§ **Exercise directions**: Write each entry out once more, please, precisely as shown.

§ **Data listing**:
▶

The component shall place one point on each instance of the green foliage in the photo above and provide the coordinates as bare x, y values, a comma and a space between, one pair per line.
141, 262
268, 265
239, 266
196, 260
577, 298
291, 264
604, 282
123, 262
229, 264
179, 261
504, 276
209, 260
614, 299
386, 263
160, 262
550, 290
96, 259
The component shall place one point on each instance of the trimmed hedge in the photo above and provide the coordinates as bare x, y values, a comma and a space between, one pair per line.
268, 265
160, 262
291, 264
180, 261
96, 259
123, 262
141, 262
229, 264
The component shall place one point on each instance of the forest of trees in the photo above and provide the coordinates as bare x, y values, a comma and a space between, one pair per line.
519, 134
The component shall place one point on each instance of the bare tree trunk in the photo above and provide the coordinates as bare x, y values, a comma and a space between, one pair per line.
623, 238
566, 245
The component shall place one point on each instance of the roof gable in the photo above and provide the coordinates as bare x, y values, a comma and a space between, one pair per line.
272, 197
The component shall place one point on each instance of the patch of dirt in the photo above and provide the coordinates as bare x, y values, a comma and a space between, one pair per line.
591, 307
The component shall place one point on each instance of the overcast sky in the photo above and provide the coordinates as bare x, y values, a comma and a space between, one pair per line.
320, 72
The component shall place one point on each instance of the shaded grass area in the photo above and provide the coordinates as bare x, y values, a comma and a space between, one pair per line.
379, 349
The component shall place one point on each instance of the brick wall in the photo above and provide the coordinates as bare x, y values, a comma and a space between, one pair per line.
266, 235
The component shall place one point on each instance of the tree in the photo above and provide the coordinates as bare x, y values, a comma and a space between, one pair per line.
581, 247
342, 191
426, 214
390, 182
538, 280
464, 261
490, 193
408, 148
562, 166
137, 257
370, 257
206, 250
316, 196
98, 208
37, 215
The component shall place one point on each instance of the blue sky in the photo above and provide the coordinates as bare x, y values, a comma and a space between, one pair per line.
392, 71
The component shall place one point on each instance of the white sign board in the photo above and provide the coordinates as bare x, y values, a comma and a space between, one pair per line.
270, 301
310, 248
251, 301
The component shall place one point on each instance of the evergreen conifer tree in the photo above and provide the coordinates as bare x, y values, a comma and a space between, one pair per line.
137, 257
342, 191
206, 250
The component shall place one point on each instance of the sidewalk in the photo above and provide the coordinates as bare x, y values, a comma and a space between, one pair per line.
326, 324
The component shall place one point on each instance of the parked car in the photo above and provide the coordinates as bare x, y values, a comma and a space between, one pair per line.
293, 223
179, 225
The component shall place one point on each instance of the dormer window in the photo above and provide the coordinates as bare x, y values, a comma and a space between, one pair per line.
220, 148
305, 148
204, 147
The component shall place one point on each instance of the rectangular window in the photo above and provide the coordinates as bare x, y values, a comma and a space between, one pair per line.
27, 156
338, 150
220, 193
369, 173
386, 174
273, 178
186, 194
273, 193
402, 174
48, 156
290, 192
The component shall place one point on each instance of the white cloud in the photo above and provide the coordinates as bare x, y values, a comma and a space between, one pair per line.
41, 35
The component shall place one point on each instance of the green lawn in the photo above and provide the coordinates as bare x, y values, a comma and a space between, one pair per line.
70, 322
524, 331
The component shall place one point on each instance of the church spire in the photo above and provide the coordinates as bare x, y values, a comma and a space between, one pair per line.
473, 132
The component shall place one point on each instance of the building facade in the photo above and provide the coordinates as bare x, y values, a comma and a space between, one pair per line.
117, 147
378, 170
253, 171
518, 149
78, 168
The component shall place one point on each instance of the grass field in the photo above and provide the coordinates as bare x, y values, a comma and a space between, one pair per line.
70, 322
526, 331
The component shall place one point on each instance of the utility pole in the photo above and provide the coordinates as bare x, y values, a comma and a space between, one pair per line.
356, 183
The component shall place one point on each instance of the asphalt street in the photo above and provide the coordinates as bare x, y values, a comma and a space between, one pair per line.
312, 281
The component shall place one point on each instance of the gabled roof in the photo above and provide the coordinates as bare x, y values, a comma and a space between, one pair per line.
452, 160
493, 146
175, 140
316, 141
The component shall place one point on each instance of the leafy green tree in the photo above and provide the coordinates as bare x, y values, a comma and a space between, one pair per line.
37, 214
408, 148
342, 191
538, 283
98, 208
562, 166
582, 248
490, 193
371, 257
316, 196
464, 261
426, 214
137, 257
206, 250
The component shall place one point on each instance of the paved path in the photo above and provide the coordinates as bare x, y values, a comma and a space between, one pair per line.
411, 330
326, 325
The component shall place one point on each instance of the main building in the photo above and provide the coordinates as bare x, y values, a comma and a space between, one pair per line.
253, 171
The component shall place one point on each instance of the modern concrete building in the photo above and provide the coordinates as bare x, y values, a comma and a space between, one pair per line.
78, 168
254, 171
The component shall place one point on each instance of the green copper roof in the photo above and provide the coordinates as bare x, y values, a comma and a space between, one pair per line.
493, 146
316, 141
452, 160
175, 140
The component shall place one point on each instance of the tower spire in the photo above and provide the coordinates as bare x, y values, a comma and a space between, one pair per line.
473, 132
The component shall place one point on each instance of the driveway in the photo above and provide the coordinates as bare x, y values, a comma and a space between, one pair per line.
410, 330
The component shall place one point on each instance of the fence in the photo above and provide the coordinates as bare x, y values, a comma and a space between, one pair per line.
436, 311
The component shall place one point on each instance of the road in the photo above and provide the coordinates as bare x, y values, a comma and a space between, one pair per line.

◀

§ **Exercise output**:
The component shall place one point on each instance of the green foliage in the photo above and provide the coordinates as bare x, y values, a comma and a space between, one pair per line.
141, 262
268, 265
239, 266
196, 260
577, 298
291, 264
604, 282
123, 262
229, 264
179, 261
504, 276
209, 260
614, 299
386, 263
160, 262
550, 290
96, 259
The component shall place one point on each instance of the trimmed hedge in the photo above and provide the coordinates as bare x, y values, a comma and a space between, one pair per line.
268, 265
160, 262
291, 264
180, 261
96, 259
123, 262
141, 262
229, 264
The component shall place one point on each instance of the forest of trees in the photo above and provide the coordinates as bare x, y values, a comma and a space between, one pair per line.
519, 134
The component shall place one point on each instance of the bare tree trunk in the photo above and provide the coordinates as bare x, y values, a comma and a space between, one pair per line.
623, 238
566, 245
The component shall place one point on each instance of the roof gable in the photo above and provide the coordinates as bare x, y values, a comma and a space between, one pair per line.
272, 197
The component shall place one point on each instance of the patch of dirt in the photo above and provide the coordinates as bare x, y values, a comma and a space between, one pair per line.
591, 307
The component shall place one point on each instance of the overcast sky in the photo above and provide the coordinates as bare x, y values, a comma and a space between, one pair per line.
320, 72
The component shall place one point on each instance of the shaded grass area in the photo above and provide the coordinates as bare x, y values, a comma and a space between, one pair per line.
379, 349
The component shall place one point on each instance of the brick wall in the photo above and provide the coordinates as bare x, y values, a comma and a space between, one pair per line.
266, 235
The component shall place one point on each instance of the tree in the photo above and provide the coordinates as bare x, y values, a comma and a space between, one pair per line.
581, 247
342, 191
426, 214
390, 182
538, 280
464, 261
490, 193
408, 148
562, 166
137, 257
370, 257
206, 250
316, 196
98, 208
37, 215
The component shall place one point on each instance of the blue sky in the photo above and provide the coordinates as bare x, y values, a comma and a space between, one pair per line.
392, 71
The component shall place one point on each instance of the white sign board in the photo above and provide the coordinates as bare x, y values, a comma and a space between, one pair per line.
270, 301
310, 248
251, 301
The component shall place one point on each instance of the evergreen conifer tree in the photo above and provide the coordinates as bare x, y values, a comma and a space between, one pair per line.
137, 257
342, 191
206, 250
The component shall place one point on each instance of the sidewalk in the photo above and provide the coordinates as bare x, y values, a comma and a space between, one pair per line.
326, 324
The component shall place one point on each instance of the parked car in the photo above and provide the coordinates as bare x, y values, a comma and a space between, one pair per line.
293, 223
179, 225
The component shall place one point on each instance of the dormer window in the photo above and provide the coordinates as bare x, y values, a comma and a space between, one pair per line.
220, 148
305, 148
204, 147
The component shall place one point on each instance of the rectangular window in the photo above and provide the coordinates as bare x, y values, a comma and a space between, one pair per line.
27, 156
338, 150
220, 193
369, 173
386, 174
273, 178
186, 194
273, 193
402, 174
48, 156
290, 192
The component shall place one point on each instance of the white cloud in the photo above and provide the coordinates as bare x, y values, a comma and a space between, one pair per line.
41, 35
The component shall place one point on each instance of the green lawn in the photo above and provide the coordinates as bare x, y values, a comma and a space between, one pair per line.
70, 322
524, 331
The component shall place one point on each instance of the church spire in the photo above and provide the coordinates as bare x, y values, a comma and a space between, one pair per line.
473, 132
The component shall place one point on each instance of the building facade in the photo above and provide the coordinates as bare x, y values, a comma and a space between, one pair per line.
117, 147
378, 170
253, 171
518, 149
78, 168
The component shall place one point on each instance of the grass field in the photo above and provide the coordinates as bare x, y values, a comma and a space between, one pair per line.
70, 322
526, 331
The component shall place one point on each instance of the utility pole in the photo above and provide the coordinates as bare x, y values, a comma and a space between, one pair per line.
356, 183
The component shall place one point on each instance of the asphalt street in the photo above and provide the coordinates as bare x, y values, a comma and a space between, one pair per line.
312, 281
The component shall place one point on each instance of the gabled roof in the photo above and provide the coordinates as bare x, y values, a comma and a space between, one pair per line.
452, 160
493, 146
175, 140
316, 141
The component shall place one point on each instance of the leafy green tree in the photo above and provide the coordinates as bare x, y values, a comma and a space between, one pair per line.
37, 214
408, 148
342, 191
538, 283
98, 208
562, 166
582, 248
490, 193
371, 257
316, 196
464, 261
426, 214
137, 257
206, 250
The component shall place one point on each instance of the paved path in the photo above and provide the coordinates as bare x, y values, a comma and a space between, one pair per line.
411, 330
326, 325
The component shall place one point on each instance of the main building in the photo above and provide the coordinates as bare x, y values, a comma and a space between, one pair per line.
253, 171
The component shall place one point on each instance of the modern concrete building in the photo above and provide the coordinates as bare x, y values, a comma and a space between, one pair per line.
78, 168
254, 171
The component shall place one point on each instance of the green copper roof in the photo above and provide the coordinates as bare x, y values, a comma and a space between, one pair per line.
493, 146
316, 141
452, 160
175, 140
The component shall place one point on each instance of the tower spire in the photo above and provide the coordinates as bare x, y values, a comma and a space between, one pair per line.
473, 132
The component shall place one point on each instance of the driveway in the photo above and provide the coordinates as bare x, y values, a comma and a space between, one pair per line.
410, 330
The component shall place one point on each instance of the fence in the photo above and provide the coordinates as bare x, y values, a comma and a space between, one pair per line.
436, 311
The component shall place one point on each instance of the road in the photo above and provide the coordinates as bare x, y values, a comma and a space between, one pair per line.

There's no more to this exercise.